Task instructions ::
Set down each line of the material that follows, exactly, with no pictures.

━━━━━━━━━━━━━━━━━━━━

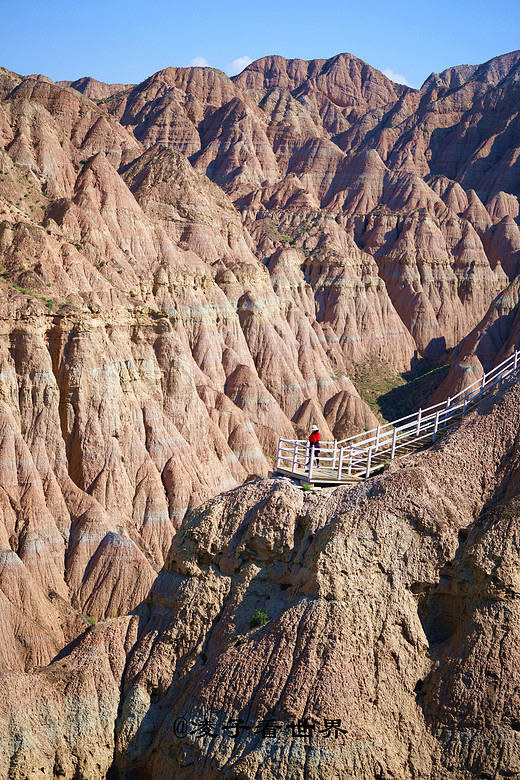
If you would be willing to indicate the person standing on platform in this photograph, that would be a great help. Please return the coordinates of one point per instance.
(314, 440)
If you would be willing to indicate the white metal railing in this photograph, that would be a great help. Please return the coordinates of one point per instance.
(360, 454)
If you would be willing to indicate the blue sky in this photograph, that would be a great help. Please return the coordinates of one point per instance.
(125, 42)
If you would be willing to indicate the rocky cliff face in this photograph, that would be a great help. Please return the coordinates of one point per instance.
(190, 268)
(389, 649)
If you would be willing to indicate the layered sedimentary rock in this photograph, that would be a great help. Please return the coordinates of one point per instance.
(147, 362)
(389, 649)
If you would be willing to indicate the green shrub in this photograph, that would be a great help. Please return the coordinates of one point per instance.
(260, 618)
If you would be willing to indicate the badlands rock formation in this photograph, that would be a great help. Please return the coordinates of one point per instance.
(189, 268)
(390, 649)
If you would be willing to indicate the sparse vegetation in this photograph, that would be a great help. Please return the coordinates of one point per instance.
(260, 618)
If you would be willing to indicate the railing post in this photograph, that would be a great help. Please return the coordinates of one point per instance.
(369, 461)
(436, 426)
(340, 465)
(295, 456)
(394, 440)
(278, 454)
(311, 463)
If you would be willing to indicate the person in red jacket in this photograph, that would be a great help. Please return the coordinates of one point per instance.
(314, 440)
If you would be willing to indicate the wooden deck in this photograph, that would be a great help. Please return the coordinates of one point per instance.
(352, 460)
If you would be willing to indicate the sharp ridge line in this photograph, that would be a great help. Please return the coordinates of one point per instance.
(359, 456)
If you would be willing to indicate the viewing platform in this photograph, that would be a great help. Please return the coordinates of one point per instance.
(359, 457)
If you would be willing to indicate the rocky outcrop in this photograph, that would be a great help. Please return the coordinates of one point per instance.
(385, 610)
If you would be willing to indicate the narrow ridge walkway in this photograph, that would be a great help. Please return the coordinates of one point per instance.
(360, 456)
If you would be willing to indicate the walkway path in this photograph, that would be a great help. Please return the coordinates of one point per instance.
(358, 457)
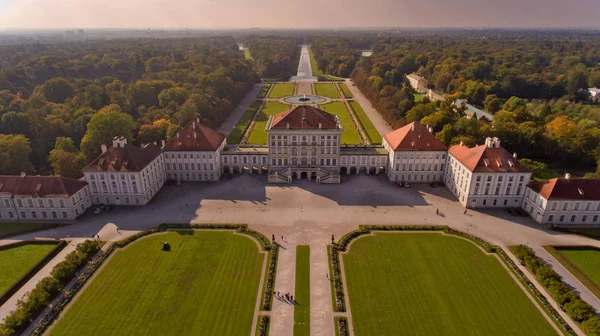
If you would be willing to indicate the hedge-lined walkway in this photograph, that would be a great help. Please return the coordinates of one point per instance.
(11, 303)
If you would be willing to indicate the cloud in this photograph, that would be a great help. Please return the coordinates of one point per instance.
(296, 14)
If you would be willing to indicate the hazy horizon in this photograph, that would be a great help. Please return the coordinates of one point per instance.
(311, 14)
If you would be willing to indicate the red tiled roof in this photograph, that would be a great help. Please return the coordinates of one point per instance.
(486, 159)
(572, 188)
(304, 117)
(125, 158)
(39, 186)
(414, 137)
(196, 137)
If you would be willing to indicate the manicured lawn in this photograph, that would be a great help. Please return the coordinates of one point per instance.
(206, 285)
(587, 261)
(345, 90)
(315, 68)
(372, 132)
(263, 91)
(16, 261)
(258, 136)
(282, 90)
(431, 284)
(14, 229)
(349, 134)
(327, 90)
(302, 291)
(238, 132)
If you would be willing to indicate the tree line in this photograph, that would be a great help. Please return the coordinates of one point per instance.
(60, 102)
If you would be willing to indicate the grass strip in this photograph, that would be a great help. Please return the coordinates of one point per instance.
(580, 263)
(302, 291)
(237, 134)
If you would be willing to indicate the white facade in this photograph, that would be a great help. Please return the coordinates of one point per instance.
(194, 165)
(564, 212)
(474, 189)
(415, 166)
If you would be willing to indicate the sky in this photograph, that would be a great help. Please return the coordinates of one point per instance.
(217, 14)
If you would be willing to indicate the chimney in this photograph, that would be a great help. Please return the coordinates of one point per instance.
(119, 141)
(489, 142)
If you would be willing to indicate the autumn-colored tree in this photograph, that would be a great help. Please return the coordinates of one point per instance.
(103, 127)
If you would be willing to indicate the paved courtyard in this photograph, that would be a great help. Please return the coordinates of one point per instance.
(309, 213)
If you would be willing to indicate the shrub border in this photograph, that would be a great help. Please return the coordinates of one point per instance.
(48, 227)
(55, 311)
(59, 246)
(344, 241)
(554, 250)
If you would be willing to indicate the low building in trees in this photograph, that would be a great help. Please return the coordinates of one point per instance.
(564, 202)
(49, 198)
(486, 176)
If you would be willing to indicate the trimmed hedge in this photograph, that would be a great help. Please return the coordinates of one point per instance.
(344, 242)
(95, 265)
(342, 326)
(32, 271)
(263, 326)
(579, 310)
(46, 290)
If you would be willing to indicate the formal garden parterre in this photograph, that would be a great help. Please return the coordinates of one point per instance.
(445, 274)
(207, 283)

━━━━━━━━━━━━━━━━━━━━

Expected answer ::
If you would be willing to indicate the person standing on platform in this photograph, that would be a great help. Please return the coordinates of one point per instance.
(314, 440)
If you would be willing to indicate the white metal railing in this photograph, that would be a great help. Please return the coordinates of one point per instance.
(360, 454)
If you would be willing to indicate the blue sky in this photograph, that would be a great help. Please return the coordinates of one point per instance.
(125, 42)
If you would be willing to indicate the rocky cliff face in this photograph, that would be a great help. Please return the coordinates of one point per instance.
(190, 268)
(389, 649)
If you would be willing to indicate the layered sedimentary rock in this photograph, that would be a great help. Please return the coordinates of one point per instance.
(147, 362)
(389, 649)
If you would be willing to indicate the green shrub in this photograph, that would be a great help. Please return the coordinates of one point per instance.
(260, 618)
If you would be willing to indicate the badlands rock formation in this photograph, that would be a great help. Please return the coordinates of one point per instance.
(189, 268)
(390, 649)
If you would be willing to indicate the sparse vegetation in this photograph, that would be a great help. Please return the coordinates of one point per instance.
(260, 618)
If you would be willing to indicate the railing post in this photograph, that would be a great help. Please return the coordinates of one point per instance.
(369, 461)
(436, 426)
(340, 465)
(295, 456)
(394, 440)
(278, 454)
(311, 463)
If you would be willing to indicate the person in red jacket in this photograph, that would be a great help. Please return the coordinates of one point per instance.
(314, 440)
If you would be willing to indicate the wooden deck in this photograph, that would be a great help. Please return the coordinates of one point per instance.
(352, 460)
If you would be willing to indicate the sharp ridge line in this photograph, that would be a great help. Please return the coordinates of one point per instance.
(359, 456)
If you would be willing to indicate the viewing platform in this photograph, that would be a great help. Please return the coordinates of one point per instance.
(359, 457)
If you would be willing to indicate the rocky outcrop in this photograph, that would be a great help. Please return the coordinates of one point per instance.
(385, 610)
If you would be willing to indicate the narrow ridge walkway in this photograph, that would be a great help. Please return the coordinates of one point per instance.
(360, 456)
If you would be willing to indicate the walkway path in this photograph, that would be a great help. Please return the coordinates of one point per instance.
(358, 457)
If you would be willing to indicate the hedge-lined walkway in this photograph, that would be a great help. Please return the coordinates of one point per instance.
(11, 303)
If you would be willing to indicate the cloud in this photograph, that would be a great help. Please return the coordinates of one point per instance.
(296, 14)
If you would be willing to indicate the hazy horizon in this photograph, that would be a great help. Please return the coordinates of one point per instance.
(311, 14)
If you would be willing to indicate the red tiled roof in this photograph, that would be a great help. Please return the coordinates of one point per instance.
(486, 159)
(572, 188)
(304, 117)
(125, 158)
(39, 186)
(414, 137)
(196, 137)
If you would be willing to indicate the manicured lawn in this photograph, that would be a great help. Please return the coordinates of one point per instance.
(206, 285)
(587, 261)
(345, 90)
(315, 68)
(372, 132)
(263, 91)
(16, 261)
(258, 136)
(282, 90)
(431, 284)
(14, 229)
(349, 134)
(327, 90)
(302, 291)
(238, 132)
If you would be willing to indicate the tree line in this photograph, that would be a great help. Please return the coordinates of one point per instance.
(60, 102)
If you would be willing to indicate the grass strip in this photograph, that would be a great help. Please return the coordinates of one point per instance.
(580, 263)
(302, 291)
(237, 134)
If you would be willing to indicate the white facade in this photograph, that would be a great help. Please return the coordinates of one point per instance.
(194, 165)
(564, 212)
(474, 189)
(415, 166)
If you would be willing to indicate the sky in this photograph, that would be a great help. Please return the coordinates of one point per instance.
(217, 14)
If you would be willing to indicate the chimney in this photograph, that would be a great help. Please return the coordinates of one point per instance.
(119, 141)
(489, 142)
If you would be willing to indicate the autumn-colored tree in this photograph, that would be a great help. Please return the coordinates of one point per instance.
(103, 127)
If you would be willing to indicate the paved courtyard in this photograph, that would be a great help. Please return the coordinates of one point per instance.
(309, 213)
If you would be willing to indicate the shrub border in this photograph, that would be a great help. Please return the coordinates of one point per instance.
(48, 227)
(55, 311)
(59, 246)
(344, 241)
(554, 250)
If you would be willing to indicate the low building in trees in this photograph, that would be a great help. Please return the coordinates of one point per instance.
(564, 202)
(49, 198)
(486, 176)
If you would be willing to indicate the trimmed hedge in this photograph, that would be a great help. Please return the coordinates of one point per instance.
(344, 242)
(95, 265)
(342, 326)
(32, 271)
(263, 326)
(579, 310)
(46, 290)
If you would be willing to indicate the formal garden parterre in this photograph, that would be a great help. Please return the coordinates of one point per instance.
(445, 274)
(207, 283)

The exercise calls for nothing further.